Reproduce exactly the lines from the one containing "wearing white face" through the last line of the data, both ends included.

[Records from a data source]

****************************************

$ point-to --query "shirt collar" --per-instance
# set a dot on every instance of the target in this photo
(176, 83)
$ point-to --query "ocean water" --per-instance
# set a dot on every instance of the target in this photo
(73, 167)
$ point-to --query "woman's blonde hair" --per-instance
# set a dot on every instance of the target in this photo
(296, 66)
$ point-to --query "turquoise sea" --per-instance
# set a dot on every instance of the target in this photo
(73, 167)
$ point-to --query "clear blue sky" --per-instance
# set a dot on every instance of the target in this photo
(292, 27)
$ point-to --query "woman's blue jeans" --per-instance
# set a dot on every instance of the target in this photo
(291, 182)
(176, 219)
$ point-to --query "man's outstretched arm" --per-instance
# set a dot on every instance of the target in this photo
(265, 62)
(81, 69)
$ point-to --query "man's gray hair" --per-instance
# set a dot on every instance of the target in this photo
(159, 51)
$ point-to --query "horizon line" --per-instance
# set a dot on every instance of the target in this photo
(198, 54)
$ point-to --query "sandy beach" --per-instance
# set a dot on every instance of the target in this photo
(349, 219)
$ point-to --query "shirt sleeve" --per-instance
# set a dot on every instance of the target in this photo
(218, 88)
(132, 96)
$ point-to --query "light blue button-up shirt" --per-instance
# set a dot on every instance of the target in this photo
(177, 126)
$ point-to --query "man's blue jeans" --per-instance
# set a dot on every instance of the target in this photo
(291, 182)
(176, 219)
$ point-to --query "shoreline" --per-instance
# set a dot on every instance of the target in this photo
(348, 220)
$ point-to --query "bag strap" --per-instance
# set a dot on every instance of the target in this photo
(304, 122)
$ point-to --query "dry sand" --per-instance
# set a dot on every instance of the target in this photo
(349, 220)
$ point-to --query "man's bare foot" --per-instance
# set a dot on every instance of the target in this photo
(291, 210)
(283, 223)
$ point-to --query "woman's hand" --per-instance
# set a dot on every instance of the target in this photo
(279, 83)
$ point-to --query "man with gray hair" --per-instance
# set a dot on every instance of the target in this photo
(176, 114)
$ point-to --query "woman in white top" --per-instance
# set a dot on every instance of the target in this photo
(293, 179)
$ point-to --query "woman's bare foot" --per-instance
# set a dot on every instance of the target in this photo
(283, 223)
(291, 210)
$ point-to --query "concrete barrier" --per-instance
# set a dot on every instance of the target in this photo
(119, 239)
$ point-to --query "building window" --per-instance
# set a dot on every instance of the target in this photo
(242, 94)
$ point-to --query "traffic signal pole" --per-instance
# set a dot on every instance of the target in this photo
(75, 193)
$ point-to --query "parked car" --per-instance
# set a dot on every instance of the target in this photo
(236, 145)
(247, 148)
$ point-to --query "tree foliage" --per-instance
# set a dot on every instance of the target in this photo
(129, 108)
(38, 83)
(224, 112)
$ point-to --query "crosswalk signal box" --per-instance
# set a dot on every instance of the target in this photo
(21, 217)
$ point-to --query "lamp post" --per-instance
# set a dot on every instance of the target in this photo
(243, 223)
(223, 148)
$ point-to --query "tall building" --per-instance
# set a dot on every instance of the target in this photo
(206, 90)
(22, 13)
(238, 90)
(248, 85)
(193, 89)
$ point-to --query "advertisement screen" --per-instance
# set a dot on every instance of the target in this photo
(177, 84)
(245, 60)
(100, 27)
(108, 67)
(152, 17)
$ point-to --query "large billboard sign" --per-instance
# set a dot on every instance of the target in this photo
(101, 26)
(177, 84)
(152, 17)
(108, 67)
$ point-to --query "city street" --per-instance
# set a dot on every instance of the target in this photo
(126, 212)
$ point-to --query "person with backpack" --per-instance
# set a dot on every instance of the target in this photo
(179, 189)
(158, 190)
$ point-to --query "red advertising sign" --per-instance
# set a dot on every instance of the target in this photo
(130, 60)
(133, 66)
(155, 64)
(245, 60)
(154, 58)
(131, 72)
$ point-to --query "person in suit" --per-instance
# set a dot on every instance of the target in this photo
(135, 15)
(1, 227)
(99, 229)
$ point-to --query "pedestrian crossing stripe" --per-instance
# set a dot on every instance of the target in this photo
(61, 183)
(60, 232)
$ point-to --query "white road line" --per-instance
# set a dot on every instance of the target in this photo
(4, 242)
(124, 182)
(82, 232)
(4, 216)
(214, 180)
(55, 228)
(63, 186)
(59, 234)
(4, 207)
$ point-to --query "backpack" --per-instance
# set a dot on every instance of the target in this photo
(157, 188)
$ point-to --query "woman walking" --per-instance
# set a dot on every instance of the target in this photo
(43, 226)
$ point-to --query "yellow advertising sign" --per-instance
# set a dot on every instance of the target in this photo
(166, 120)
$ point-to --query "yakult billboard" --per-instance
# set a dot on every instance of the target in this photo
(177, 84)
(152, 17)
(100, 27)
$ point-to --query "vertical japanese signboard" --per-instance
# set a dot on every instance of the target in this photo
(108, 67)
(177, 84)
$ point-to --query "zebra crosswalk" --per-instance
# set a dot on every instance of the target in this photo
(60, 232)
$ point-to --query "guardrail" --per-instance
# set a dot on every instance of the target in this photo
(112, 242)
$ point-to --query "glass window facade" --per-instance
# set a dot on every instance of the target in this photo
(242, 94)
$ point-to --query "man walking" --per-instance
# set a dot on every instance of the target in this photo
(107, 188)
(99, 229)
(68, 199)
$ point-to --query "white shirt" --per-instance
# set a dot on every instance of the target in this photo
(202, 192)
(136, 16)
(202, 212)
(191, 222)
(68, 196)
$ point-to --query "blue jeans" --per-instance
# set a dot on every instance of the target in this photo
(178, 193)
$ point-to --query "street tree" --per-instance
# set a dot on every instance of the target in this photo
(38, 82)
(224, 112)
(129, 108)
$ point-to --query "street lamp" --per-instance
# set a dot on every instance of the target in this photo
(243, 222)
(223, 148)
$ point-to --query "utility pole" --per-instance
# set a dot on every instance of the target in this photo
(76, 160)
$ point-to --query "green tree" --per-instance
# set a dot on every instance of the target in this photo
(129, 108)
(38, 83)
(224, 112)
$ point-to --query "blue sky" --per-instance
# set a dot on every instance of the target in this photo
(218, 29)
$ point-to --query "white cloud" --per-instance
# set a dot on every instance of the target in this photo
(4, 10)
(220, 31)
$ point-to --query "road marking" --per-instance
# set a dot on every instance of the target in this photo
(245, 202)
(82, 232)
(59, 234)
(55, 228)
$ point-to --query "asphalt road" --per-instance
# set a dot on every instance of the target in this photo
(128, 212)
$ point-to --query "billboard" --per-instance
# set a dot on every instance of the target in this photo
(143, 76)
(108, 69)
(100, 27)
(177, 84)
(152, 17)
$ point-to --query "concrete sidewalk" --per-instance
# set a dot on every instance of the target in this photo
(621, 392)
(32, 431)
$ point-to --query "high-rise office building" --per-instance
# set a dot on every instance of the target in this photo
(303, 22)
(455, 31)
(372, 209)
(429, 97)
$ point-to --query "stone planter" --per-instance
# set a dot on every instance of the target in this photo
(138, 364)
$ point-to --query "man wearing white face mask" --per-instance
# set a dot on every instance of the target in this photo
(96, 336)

****************************************

* Response:
$ point-to --query "man wearing white face mask" --per-instance
# set a dot on every instance of the target in this photo
(96, 336)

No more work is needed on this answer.